▸ **DIRECTION**
Put every line of the material below into a numbered list, skipping any blank lines.

[Region annotation entries]
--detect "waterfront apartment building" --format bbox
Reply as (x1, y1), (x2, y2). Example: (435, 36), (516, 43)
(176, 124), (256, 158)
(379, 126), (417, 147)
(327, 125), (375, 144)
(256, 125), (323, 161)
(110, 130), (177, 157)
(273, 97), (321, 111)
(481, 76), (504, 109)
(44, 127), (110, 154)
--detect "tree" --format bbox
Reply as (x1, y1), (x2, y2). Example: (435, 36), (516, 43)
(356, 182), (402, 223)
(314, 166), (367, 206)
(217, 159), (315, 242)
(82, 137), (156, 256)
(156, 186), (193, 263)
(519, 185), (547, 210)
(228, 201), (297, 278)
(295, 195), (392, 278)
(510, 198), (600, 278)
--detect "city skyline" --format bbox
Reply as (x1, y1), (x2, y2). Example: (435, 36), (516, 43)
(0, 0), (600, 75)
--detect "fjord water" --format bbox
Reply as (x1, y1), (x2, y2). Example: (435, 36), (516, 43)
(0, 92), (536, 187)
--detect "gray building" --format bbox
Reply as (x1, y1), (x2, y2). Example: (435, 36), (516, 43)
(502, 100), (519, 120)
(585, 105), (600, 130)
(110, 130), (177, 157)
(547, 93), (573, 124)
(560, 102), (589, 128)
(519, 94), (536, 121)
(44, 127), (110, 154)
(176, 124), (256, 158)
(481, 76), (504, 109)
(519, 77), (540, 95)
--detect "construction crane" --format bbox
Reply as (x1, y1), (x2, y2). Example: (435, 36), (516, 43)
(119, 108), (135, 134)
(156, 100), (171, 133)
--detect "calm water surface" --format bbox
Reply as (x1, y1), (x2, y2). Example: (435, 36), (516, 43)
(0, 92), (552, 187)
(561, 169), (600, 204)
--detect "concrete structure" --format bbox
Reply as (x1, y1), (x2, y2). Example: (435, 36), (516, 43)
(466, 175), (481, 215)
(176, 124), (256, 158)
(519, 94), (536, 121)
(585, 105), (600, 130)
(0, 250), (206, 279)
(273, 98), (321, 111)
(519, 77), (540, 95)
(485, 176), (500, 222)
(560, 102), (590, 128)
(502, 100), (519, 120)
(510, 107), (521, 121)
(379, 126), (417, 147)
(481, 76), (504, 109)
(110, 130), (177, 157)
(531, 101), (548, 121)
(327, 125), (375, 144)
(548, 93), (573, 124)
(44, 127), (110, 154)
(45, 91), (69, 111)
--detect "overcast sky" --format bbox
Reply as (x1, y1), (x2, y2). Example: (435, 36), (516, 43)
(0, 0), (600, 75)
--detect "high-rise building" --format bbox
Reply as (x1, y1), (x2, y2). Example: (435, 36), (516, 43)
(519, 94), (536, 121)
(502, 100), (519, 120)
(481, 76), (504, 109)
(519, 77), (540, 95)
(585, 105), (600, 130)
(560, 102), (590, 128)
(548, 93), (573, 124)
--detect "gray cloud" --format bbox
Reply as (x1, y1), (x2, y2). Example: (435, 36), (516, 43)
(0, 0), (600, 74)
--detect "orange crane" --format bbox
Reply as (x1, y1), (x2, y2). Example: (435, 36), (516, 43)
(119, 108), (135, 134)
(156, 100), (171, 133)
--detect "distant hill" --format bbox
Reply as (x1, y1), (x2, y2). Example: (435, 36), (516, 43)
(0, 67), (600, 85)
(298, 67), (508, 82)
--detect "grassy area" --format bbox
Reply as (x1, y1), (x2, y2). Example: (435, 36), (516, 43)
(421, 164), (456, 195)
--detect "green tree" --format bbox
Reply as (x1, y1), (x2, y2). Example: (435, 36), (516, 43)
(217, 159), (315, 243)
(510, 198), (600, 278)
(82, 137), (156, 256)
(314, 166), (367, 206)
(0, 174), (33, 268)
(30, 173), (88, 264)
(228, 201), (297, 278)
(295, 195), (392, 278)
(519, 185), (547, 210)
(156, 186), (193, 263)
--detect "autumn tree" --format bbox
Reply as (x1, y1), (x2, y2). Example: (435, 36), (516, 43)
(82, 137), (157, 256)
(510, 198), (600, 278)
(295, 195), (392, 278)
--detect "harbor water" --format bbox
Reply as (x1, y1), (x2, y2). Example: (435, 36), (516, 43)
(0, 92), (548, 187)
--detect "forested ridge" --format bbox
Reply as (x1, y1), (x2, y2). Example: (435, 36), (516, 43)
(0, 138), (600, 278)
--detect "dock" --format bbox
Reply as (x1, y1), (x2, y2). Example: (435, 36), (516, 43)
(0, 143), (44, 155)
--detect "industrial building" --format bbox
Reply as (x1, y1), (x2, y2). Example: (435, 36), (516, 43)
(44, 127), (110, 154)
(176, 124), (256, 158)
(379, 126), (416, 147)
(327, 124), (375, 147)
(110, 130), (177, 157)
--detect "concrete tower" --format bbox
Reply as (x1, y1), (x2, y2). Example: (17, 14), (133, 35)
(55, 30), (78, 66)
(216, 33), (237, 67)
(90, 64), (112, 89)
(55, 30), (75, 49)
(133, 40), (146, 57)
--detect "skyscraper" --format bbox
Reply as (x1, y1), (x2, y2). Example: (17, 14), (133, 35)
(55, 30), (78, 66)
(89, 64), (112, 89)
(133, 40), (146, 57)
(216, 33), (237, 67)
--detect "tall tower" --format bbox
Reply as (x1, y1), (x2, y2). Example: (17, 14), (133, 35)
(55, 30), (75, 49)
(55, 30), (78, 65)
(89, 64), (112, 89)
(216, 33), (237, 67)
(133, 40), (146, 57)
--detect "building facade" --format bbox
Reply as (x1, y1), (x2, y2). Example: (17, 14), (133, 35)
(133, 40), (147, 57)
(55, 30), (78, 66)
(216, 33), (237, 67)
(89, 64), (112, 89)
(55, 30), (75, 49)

▸ **COMPLETED EXERCISE**
1. --detect "waterfront apartment building" --format bbox
2. Reply as (x1, y1), (x2, y2). Example: (435, 36), (516, 43)
3. (176, 124), (256, 158)
4. (379, 126), (417, 147)
5. (327, 125), (375, 144)
6. (256, 125), (323, 161)
7. (110, 130), (177, 157)
8. (273, 97), (321, 111)
9. (481, 76), (504, 109)
10. (44, 127), (110, 154)
11. --detect "tree" --format bbox
12. Reply as (x1, y1), (x2, y2). Example: (435, 36), (516, 43)
13. (356, 182), (402, 223)
14. (314, 166), (367, 206)
15. (217, 159), (315, 242)
16. (82, 137), (156, 256)
17. (156, 186), (193, 263)
18. (519, 185), (547, 210)
19. (228, 201), (297, 278)
20. (295, 195), (392, 278)
21. (510, 198), (600, 278)
22. --detect "city skyline" --format bbox
23. Reply as (x1, y1), (x2, y2). Example: (435, 36), (516, 43)
24. (0, 0), (600, 75)
25. --detect "fjord water" --format bbox
26. Reply as (x1, y1), (x2, y2). Example: (435, 36), (516, 43)
27. (0, 92), (536, 187)
28. --detect "gray building" --format bbox
29. Reply as (x1, y1), (x2, y2). Example: (435, 36), (516, 43)
30. (502, 100), (519, 120)
31. (585, 105), (600, 130)
32. (110, 130), (177, 157)
33. (547, 93), (573, 124)
34. (560, 102), (589, 128)
35. (519, 94), (536, 121)
36. (44, 127), (110, 154)
37. (176, 124), (256, 158)
38. (481, 76), (504, 109)
39. (519, 77), (540, 95)
40. --detect "construction crane" --format bbox
41. Reply as (x1, y1), (x2, y2). Example: (435, 36), (516, 43)
42. (119, 108), (135, 134)
43. (156, 100), (171, 133)
44. --detect "calm water surface" --format bbox
45. Reply as (x1, y1), (x2, y2). Example: (435, 36), (516, 43)
46. (0, 92), (552, 187)
47. (561, 169), (600, 204)
48. --detect "concrete structure" --format bbox
49. Reply as (x1, y1), (x2, y2). Example: (435, 36), (516, 43)
50. (466, 175), (481, 215)
51. (176, 124), (256, 158)
52. (519, 94), (536, 121)
53. (585, 105), (600, 130)
54. (0, 250), (206, 279)
55. (273, 98), (321, 111)
56. (519, 77), (540, 95)
57. (485, 176), (500, 222)
58. (560, 102), (590, 128)
59. (502, 100), (519, 120)
60. (510, 107), (521, 121)
61. (379, 126), (417, 147)
62. (481, 76), (504, 109)
63. (110, 130), (177, 157)
64. (531, 101), (548, 121)
65. (327, 125), (375, 144)
66. (548, 93), (573, 124)
67. (44, 127), (110, 154)
68. (45, 91), (69, 111)
69. --detect "overcast sky" --format bbox
70. Reply as (x1, y1), (x2, y2). Example: (435, 36), (516, 43)
71. (0, 0), (600, 75)
72. --detect "high-rise building" --format bbox
73. Reply as (x1, y1), (x2, y2). Example: (435, 36), (516, 43)
74. (519, 94), (536, 121)
75. (502, 100), (519, 120)
76. (481, 76), (504, 109)
77. (519, 77), (540, 95)
78. (585, 105), (600, 130)
79. (560, 102), (590, 128)
80. (548, 93), (573, 124)
81. --detect "gray cloud" --format bbox
82. Reply as (x1, y1), (x2, y2). Example: (435, 36), (516, 43)
83. (0, 0), (600, 74)
84. --detect "orange crane" --format bbox
85. Reply as (x1, y1), (x2, y2). Example: (435, 36), (516, 43)
86. (119, 108), (135, 134)
87. (156, 100), (171, 133)
88. --detect "distant hill" --format bbox
89. Reply as (x1, y1), (x2, y2). Example: (435, 36), (516, 43)
90. (0, 67), (600, 85)
91. (298, 67), (508, 82)
92. --detect "grassy area" --format bbox
93. Reply as (x1, y1), (x2, y2). Example: (435, 36), (516, 43)
94. (421, 164), (456, 195)
95. --detect "green tree" --format bbox
96. Reply as (x1, y1), (x2, y2). Example: (435, 36), (516, 43)
97. (217, 159), (315, 243)
98. (510, 198), (600, 278)
99. (82, 137), (156, 256)
100. (314, 166), (367, 206)
101. (0, 174), (33, 268)
102. (30, 173), (88, 264)
103. (228, 201), (297, 278)
104. (295, 195), (392, 278)
105. (519, 185), (547, 210)
106. (156, 186), (193, 263)
107. --detect "autumn tree" --format bbox
108. Reply as (x1, y1), (x2, y2). Example: (435, 36), (516, 43)
109. (82, 137), (157, 256)
110. (510, 198), (600, 278)
111. (295, 195), (392, 278)
112. --detect "harbor water" --format bbox
113. Reply as (x1, y1), (x2, y2). Example: (435, 36), (516, 43)
114. (0, 92), (548, 187)
115. --detect "forested ridge" --format bbox
116. Reply as (x1, y1), (x2, y2). Example: (435, 36), (516, 43)
117. (0, 138), (600, 278)
118. --detect "dock" --format bbox
119. Reply as (x1, y1), (x2, y2). Example: (435, 36), (516, 43)
120. (0, 143), (44, 155)
121. --detect "industrial building" --format bbox
122. Reply as (x1, y1), (x2, y2). Example: (435, 36), (516, 43)
123. (44, 127), (110, 154)
124. (176, 124), (256, 158)
125. (379, 126), (416, 147)
126. (327, 124), (375, 147)
127. (110, 130), (177, 157)
128. --detect "concrete tower" --format bbox
129. Reply as (x1, y1), (x2, y2). Example: (17, 14), (133, 35)
130. (55, 30), (78, 66)
131. (216, 33), (237, 67)
132. (90, 64), (112, 89)
133. (55, 30), (75, 49)
134. (133, 40), (146, 57)
135. --detect "skyscraper" --format bbox
136. Reply as (x1, y1), (x2, y2). Example: (17, 14), (133, 35)
137. (55, 30), (78, 66)
138. (89, 64), (112, 89)
139. (133, 40), (146, 57)
140. (216, 33), (237, 67)
141. --detect "tall tower" --format bbox
142. Reply as (x1, y1), (x2, y2). Example: (17, 14), (133, 35)
143. (55, 30), (75, 49)
144. (55, 30), (78, 65)
145. (89, 64), (112, 89)
146. (216, 33), (237, 67)
147. (133, 40), (146, 57)
148. --detect "building facade" --format bbox
149. Reply as (x1, y1), (x2, y2). Example: (17, 14), (133, 35)
150. (133, 40), (147, 57)
151. (55, 30), (78, 66)
152. (216, 33), (237, 67)
153. (89, 64), (112, 89)
154. (55, 30), (75, 49)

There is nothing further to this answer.